# Homework 1

_**[Energy Systems Optimization](https://github.com/nspatank/energy_system_optimization)**_

_by Neha Patankar (last updated: September 23, 2023)_

This Notebook will walk you through defining a simple transport flow model and then ask you to interact with the solutions and modify to model to add additional constraints...

## Setting up the model

### Load packages

In [1]:
using JuMP
using HiGHS
using DataFrames
using CSV

### Define sets

We will define two sets, both as arrays of strings

***Production plants, $P$***

In [2]:
P=["trenton", "newark"] # production plants

2-element Vector{String}:
 "trenton"
 "newark"

***Markets for products, $M$***

In [3]:
M=["newyork", "princeton", "philadelphia"] # markets for products

3-element Vector{String}:
 "newyork"
 "princeton"
 "philadelphia"

Note that sets can also be defined over intervals (as in `i=1:10`) or numerical vectors (as in `x=[2, 4, 5, 11]`) 

### Define parameters

We'll make use of the defined sets as indexes for our parameters...
= = = = = = =
GIVEN EXERCISE A
For each statement, answer yes or no according to the homework page, and quote the exact words from it that decide the answer.
(i) The set of production plants holds "trenton" and "newark."
(ii) The set of markets has four entries.
(iii) Sets can be defined only as arrays of strings.
The homework page and the rows come from unrelated sources.
= = = = = = =
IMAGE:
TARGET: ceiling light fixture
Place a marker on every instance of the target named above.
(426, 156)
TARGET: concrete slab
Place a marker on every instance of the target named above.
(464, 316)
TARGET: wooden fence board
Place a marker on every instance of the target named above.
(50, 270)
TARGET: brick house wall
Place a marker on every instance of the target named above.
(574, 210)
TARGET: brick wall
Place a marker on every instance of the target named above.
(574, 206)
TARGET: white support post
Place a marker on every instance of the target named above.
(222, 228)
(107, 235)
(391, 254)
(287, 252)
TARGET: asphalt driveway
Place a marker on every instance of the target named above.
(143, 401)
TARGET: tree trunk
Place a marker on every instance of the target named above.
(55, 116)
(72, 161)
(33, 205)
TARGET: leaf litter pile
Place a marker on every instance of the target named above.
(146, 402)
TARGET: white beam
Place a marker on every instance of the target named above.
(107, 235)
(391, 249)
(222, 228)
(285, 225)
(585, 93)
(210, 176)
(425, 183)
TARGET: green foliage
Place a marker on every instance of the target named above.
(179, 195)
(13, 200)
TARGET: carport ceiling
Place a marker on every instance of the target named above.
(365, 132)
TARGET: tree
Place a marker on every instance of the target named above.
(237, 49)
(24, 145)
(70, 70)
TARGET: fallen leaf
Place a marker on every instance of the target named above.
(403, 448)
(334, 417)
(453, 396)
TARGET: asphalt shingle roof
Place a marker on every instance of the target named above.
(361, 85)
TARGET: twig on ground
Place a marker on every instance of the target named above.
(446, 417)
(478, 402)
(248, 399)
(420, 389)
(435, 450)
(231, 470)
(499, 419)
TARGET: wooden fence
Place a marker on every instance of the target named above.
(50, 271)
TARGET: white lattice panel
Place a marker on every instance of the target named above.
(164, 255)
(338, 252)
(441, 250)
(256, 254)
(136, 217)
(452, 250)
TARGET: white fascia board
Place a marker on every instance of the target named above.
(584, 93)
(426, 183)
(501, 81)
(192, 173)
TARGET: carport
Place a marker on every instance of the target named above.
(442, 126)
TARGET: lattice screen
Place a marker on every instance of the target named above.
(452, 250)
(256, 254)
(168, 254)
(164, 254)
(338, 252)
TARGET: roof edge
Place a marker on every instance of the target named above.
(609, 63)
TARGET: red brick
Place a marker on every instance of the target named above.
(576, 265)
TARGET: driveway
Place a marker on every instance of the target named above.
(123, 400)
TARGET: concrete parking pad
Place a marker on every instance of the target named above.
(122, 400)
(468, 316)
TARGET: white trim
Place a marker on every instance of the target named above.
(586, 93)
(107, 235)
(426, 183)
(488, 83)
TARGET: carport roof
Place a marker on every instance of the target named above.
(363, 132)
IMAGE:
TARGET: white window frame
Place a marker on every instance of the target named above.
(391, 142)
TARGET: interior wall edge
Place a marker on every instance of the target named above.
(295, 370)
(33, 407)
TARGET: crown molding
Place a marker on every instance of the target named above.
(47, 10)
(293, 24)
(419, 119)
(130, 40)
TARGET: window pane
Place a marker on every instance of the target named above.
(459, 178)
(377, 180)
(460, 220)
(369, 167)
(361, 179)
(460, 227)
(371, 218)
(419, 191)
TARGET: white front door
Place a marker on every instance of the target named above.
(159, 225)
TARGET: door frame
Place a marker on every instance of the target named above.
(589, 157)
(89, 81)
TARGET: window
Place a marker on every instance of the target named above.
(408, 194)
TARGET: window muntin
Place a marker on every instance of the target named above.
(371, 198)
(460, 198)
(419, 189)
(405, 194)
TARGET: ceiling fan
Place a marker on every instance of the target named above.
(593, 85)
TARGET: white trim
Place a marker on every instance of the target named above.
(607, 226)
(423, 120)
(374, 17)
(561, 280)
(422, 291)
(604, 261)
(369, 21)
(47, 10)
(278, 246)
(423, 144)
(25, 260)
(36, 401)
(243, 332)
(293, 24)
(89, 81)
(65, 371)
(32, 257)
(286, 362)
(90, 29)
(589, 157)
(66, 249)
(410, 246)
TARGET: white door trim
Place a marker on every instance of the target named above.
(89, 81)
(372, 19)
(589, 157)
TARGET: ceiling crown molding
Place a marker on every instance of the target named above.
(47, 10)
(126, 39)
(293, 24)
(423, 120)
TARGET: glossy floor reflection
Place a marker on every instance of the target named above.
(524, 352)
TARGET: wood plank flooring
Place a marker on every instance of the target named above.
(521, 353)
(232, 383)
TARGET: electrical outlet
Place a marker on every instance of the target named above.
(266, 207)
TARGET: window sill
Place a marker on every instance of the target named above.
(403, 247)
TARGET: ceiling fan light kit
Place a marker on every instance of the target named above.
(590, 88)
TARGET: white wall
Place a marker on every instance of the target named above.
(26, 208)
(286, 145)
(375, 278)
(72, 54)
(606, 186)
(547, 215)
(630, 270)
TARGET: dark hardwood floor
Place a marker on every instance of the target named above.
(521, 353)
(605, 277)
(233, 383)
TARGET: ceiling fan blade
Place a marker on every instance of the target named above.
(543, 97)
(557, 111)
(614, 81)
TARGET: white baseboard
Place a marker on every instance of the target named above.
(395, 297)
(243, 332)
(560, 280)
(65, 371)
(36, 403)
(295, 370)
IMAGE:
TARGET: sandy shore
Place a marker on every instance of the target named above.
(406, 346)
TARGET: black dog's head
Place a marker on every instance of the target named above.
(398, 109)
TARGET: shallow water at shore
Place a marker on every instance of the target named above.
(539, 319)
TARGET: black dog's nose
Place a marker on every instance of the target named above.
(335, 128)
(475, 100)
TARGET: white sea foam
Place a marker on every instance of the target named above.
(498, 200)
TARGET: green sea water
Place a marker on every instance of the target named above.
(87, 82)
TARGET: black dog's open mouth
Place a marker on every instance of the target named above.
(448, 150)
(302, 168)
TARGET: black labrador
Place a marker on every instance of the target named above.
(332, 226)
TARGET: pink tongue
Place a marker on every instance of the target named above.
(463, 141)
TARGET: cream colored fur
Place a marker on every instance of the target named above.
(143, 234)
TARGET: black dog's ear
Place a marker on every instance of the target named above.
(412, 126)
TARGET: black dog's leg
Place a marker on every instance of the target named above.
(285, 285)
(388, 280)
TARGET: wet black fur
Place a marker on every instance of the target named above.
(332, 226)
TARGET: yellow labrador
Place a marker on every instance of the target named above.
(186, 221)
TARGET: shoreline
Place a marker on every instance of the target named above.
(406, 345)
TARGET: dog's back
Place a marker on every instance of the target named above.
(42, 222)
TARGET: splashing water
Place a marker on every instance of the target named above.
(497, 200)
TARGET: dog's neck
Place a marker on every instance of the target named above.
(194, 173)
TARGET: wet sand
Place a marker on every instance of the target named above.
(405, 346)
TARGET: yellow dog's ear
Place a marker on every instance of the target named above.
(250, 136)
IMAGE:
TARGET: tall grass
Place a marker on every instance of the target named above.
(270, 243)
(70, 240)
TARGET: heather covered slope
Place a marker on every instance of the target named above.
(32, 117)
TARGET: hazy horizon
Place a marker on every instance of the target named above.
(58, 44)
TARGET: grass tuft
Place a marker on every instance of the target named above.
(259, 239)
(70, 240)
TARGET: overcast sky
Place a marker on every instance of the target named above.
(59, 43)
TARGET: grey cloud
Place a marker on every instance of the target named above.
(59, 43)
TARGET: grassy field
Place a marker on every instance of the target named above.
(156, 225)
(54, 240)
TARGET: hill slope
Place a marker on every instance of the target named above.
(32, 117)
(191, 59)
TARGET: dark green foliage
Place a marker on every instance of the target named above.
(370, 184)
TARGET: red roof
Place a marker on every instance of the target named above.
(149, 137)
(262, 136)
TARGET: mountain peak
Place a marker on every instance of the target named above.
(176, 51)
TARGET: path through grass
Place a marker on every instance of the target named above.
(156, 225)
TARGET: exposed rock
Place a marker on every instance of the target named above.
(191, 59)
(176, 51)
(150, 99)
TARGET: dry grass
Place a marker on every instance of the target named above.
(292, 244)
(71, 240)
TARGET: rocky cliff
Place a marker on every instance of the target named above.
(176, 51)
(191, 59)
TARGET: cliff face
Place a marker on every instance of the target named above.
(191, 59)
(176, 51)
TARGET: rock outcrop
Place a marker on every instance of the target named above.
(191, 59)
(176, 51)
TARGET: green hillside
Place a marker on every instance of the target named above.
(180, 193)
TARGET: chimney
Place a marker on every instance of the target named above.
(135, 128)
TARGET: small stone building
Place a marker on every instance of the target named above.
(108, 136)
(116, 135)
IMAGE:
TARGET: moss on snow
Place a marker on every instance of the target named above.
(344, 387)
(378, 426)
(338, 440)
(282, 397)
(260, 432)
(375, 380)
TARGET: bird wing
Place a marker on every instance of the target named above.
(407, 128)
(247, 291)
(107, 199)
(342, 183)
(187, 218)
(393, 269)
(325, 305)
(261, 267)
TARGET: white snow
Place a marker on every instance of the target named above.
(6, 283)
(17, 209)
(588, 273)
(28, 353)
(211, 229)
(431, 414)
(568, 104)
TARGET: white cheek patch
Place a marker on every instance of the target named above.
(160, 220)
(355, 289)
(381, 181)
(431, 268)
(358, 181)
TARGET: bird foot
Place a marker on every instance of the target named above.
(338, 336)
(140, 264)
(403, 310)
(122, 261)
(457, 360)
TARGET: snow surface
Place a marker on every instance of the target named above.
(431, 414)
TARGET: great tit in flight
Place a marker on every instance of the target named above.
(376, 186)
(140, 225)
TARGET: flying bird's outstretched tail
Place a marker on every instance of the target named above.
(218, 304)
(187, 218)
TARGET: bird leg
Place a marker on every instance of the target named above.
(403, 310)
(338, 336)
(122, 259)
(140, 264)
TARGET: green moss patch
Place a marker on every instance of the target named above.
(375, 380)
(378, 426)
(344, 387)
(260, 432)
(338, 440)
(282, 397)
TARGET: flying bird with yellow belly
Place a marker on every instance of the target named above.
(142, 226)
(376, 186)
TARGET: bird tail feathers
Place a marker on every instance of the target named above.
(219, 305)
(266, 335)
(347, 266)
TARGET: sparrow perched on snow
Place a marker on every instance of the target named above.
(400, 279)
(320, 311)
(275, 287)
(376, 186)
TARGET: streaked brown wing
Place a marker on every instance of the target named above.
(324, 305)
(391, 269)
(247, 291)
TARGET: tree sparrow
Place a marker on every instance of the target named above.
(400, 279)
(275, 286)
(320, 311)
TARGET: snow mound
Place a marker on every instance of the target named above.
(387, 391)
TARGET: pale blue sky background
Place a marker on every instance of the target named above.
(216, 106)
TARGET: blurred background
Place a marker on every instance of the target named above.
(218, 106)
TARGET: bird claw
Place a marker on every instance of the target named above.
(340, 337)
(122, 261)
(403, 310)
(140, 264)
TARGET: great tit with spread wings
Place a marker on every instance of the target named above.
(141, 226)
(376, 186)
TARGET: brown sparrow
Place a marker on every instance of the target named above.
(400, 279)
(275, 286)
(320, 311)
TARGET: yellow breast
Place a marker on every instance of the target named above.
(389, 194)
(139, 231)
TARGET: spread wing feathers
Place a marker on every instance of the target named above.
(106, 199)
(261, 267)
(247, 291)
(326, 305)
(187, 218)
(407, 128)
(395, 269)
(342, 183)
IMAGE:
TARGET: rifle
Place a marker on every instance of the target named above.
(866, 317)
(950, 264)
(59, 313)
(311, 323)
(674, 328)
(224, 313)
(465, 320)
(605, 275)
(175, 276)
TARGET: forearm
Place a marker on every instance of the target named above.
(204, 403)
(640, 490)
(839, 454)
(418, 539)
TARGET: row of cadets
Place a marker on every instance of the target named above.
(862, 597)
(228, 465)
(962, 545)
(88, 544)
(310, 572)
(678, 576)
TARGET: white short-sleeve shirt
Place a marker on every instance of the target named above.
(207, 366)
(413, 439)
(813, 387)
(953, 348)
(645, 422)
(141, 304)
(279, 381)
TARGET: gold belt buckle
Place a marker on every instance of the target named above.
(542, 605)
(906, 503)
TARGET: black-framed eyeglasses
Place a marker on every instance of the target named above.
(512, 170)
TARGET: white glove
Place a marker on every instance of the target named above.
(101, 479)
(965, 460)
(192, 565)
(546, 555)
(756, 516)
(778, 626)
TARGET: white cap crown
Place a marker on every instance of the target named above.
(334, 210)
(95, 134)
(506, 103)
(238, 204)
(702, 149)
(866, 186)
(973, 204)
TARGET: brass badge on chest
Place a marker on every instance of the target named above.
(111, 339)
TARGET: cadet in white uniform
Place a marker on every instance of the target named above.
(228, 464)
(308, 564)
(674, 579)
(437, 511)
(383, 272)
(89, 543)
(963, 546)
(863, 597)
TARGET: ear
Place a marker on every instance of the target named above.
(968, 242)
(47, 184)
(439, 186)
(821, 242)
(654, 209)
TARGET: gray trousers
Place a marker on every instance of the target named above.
= = = = = = =
GIVEN EXERCISE B
Find every line of the rows that contains the string "dark" and copy each one. Case counts.

FULL RESPONSE A
(i) Yes: "P=["trenton", "newark"] # production plants"
(ii) No: "3-element Vector{String}:"
(iii) No: "sets can also be defined over intervals (as in `i=1:10`) or numerical vectors (as in `x=[2, 4, 5, 11]`)"

FULL RESPONSE B
TARGET: dark hardwood floor
TARGET: dark green foliage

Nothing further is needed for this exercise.